Please repeat all of the records, keeping every word unchanged.

■ GIVEN DATA ■
- Opening Delimiter -

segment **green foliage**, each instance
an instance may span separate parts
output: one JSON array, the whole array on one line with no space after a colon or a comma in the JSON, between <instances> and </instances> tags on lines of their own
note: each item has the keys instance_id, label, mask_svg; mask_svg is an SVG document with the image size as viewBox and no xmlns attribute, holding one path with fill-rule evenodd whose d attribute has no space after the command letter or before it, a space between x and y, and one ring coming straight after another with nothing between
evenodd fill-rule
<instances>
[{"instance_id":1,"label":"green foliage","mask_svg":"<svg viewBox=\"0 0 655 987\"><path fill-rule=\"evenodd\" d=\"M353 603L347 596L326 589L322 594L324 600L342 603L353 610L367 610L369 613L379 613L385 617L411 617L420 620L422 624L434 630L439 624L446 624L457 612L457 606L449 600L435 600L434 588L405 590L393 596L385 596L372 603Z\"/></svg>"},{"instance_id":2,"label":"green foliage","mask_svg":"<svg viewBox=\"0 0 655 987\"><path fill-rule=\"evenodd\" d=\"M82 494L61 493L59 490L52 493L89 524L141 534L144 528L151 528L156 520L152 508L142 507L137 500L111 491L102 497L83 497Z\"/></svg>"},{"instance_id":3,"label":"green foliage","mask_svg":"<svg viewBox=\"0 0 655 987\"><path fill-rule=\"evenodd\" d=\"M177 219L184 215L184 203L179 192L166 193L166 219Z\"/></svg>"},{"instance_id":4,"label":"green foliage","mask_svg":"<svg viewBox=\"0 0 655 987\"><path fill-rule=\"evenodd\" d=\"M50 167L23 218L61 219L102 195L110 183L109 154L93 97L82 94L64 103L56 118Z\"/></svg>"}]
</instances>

- Closing Delimiter -

■ EXERCISE ANSWER ■
segment **green foliage**, each instance
an instance may span separate parts
output: one JSON array, the whole array on one line with no space after a colon or a comma in the JSON, between <instances> and </instances> tags on lines of their own
note: each item has the keys instance_id, label, mask_svg; mask_svg is an SVG document with the image size as viewBox and no xmlns attribute, holding one path with fill-rule evenodd whose d attribute has no space after the command letter or before it, a space between x and y, and one ring coming straight after another with nothing between
evenodd fill-rule
<instances>
[{"instance_id":1,"label":"green foliage","mask_svg":"<svg viewBox=\"0 0 655 987\"><path fill-rule=\"evenodd\" d=\"M353 603L347 596L326 589L322 594L324 600L342 603L353 610L367 610L369 613L379 613L385 617L411 617L420 620L422 624L434 630L439 624L446 624L457 612L457 606L449 600L435 600L434 588L405 590L393 596L385 596L372 603Z\"/></svg>"},{"instance_id":2,"label":"green foliage","mask_svg":"<svg viewBox=\"0 0 655 987\"><path fill-rule=\"evenodd\" d=\"M82 494L61 493L59 490L52 493L89 524L141 534L144 528L151 528L156 520L152 508L142 507L137 500L111 491L102 497L83 497Z\"/></svg>"},{"instance_id":3,"label":"green foliage","mask_svg":"<svg viewBox=\"0 0 655 987\"><path fill-rule=\"evenodd\" d=\"M177 219L184 215L184 203L179 192L166 193L166 219Z\"/></svg>"},{"instance_id":4,"label":"green foliage","mask_svg":"<svg viewBox=\"0 0 655 987\"><path fill-rule=\"evenodd\" d=\"M50 167L23 218L61 219L102 195L110 183L109 154L93 97L82 94L64 103L56 118Z\"/></svg>"}]
</instances>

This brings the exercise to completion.